=== Exercise instructions ===
Pull out every line below that holds the word "knit".

(Point-per-instance localization data)
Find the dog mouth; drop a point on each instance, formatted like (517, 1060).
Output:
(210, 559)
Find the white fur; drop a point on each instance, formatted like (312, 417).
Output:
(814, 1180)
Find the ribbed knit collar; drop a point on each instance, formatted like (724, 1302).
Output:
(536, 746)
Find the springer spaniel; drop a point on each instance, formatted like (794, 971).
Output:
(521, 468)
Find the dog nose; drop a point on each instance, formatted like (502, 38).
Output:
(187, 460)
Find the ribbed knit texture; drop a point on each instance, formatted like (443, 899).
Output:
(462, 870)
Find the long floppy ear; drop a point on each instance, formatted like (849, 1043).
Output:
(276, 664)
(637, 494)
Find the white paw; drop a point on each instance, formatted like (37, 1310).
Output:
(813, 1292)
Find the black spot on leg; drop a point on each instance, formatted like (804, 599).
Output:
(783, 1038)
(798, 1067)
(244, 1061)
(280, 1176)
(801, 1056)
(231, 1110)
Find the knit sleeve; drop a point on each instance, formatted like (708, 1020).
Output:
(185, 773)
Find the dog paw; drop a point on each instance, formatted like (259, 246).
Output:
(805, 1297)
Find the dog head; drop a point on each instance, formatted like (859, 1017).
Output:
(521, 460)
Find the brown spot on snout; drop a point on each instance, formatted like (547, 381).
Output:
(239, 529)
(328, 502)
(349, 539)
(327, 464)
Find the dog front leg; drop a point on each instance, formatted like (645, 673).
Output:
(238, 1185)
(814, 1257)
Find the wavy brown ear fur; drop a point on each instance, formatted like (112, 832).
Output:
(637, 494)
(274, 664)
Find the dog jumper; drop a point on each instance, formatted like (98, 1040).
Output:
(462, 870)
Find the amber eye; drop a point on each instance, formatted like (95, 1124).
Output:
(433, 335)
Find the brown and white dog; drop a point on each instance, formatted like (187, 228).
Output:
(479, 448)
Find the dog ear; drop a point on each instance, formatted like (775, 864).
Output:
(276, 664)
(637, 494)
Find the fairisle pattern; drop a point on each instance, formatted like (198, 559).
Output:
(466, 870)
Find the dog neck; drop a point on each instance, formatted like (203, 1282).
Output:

=== Output of the task ===
Find the ribbed knit collar; drop a point on each instance, formatted like (724, 1302).
Find the ribbed knit texture; drop a point on each instance, formatted like (443, 899).
Find the knit sleeve; drop a point on each instance, formatted like (708, 1020).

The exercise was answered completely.